- _AIM OF THE EXERCISE_
Arrange the lines below as a Markdown table with the columns Row and Line, starting at the line that contains "In this exercise you will tag the man wearing" and running through the last line, numbering each row and leaving out blank lines.

- _RECORDS FOR THE EXERCISE_
— Start —
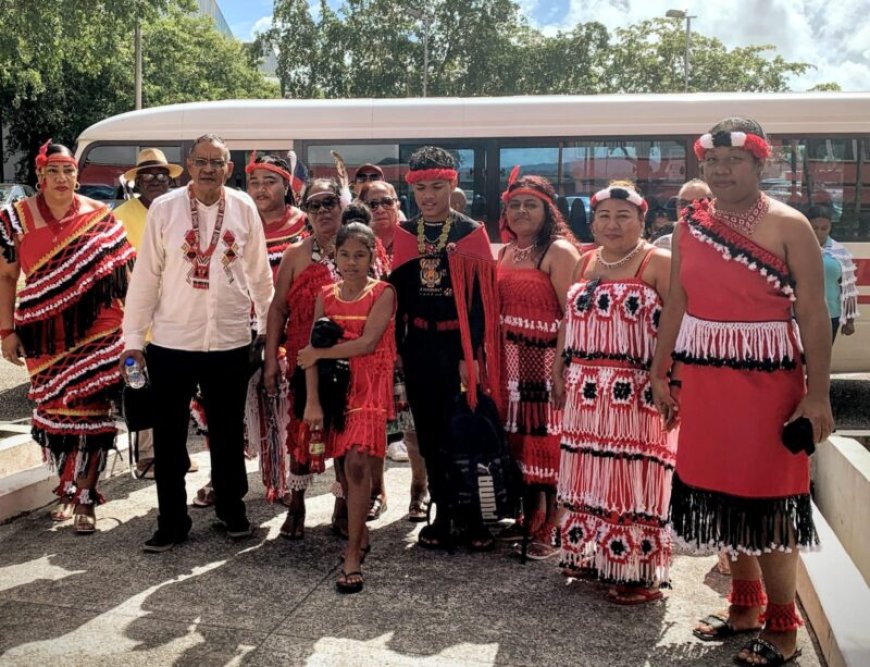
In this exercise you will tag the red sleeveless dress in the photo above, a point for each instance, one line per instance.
(617, 461)
(530, 317)
(370, 398)
(301, 298)
(736, 485)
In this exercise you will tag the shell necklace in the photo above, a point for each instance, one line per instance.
(523, 254)
(743, 222)
(620, 262)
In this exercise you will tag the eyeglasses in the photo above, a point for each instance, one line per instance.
(386, 202)
(147, 178)
(683, 203)
(368, 176)
(202, 163)
(327, 204)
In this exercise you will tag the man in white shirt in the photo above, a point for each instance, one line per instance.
(202, 262)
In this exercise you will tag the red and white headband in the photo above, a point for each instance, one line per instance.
(747, 141)
(43, 158)
(431, 175)
(253, 165)
(616, 192)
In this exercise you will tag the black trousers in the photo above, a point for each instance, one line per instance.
(431, 365)
(223, 378)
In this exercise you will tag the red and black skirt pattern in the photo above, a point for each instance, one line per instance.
(736, 486)
(530, 316)
(616, 460)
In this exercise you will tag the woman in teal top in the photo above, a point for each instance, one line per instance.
(840, 297)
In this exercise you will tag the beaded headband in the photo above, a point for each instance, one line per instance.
(616, 192)
(747, 141)
(253, 165)
(431, 175)
(42, 157)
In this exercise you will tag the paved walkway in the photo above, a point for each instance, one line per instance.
(99, 600)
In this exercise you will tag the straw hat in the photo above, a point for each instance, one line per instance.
(152, 157)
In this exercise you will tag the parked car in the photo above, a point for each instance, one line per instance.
(12, 192)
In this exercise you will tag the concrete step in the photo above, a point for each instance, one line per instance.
(18, 451)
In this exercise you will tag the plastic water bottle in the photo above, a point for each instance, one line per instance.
(134, 375)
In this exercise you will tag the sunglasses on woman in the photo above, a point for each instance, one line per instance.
(386, 202)
(327, 204)
(367, 176)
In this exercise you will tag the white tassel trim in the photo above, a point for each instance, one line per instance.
(740, 341)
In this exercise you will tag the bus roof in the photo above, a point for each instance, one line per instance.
(443, 118)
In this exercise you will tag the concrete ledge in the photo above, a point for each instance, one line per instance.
(841, 475)
(835, 599)
(30, 489)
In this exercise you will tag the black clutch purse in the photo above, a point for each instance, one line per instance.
(137, 407)
(333, 377)
(797, 436)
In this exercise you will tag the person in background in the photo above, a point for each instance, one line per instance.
(365, 308)
(693, 190)
(446, 329)
(841, 284)
(69, 336)
(617, 459)
(203, 261)
(534, 272)
(744, 268)
(152, 177)
(381, 198)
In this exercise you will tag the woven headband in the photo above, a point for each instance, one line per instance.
(253, 165)
(42, 157)
(750, 142)
(431, 175)
(616, 192)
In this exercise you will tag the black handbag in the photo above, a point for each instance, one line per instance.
(333, 378)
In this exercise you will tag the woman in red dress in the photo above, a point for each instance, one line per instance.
(67, 323)
(365, 308)
(534, 273)
(617, 460)
(381, 198)
(305, 269)
(744, 267)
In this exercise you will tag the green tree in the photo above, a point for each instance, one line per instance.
(67, 64)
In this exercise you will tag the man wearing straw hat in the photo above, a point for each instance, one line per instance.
(153, 175)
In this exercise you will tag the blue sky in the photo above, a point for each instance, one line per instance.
(833, 36)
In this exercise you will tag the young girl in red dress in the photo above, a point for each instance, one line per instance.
(365, 309)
— End —
- _CORRECT RESPONSE_
| Row | Line |
|---|---|
| 1 | In this exercise you will tag the man wearing straw hat in the photo above, a point for each instance, one line per instance. |
| 2 | (153, 175) |
| 3 | In this exercise you will tag the blue sky in the photo above, a point for each instance, one line per instance. |
| 4 | (833, 36) |
| 5 | In this exercise you will tag the young girl in red dress in the photo above, a point for each instance, one line per instance. |
| 6 | (365, 309) |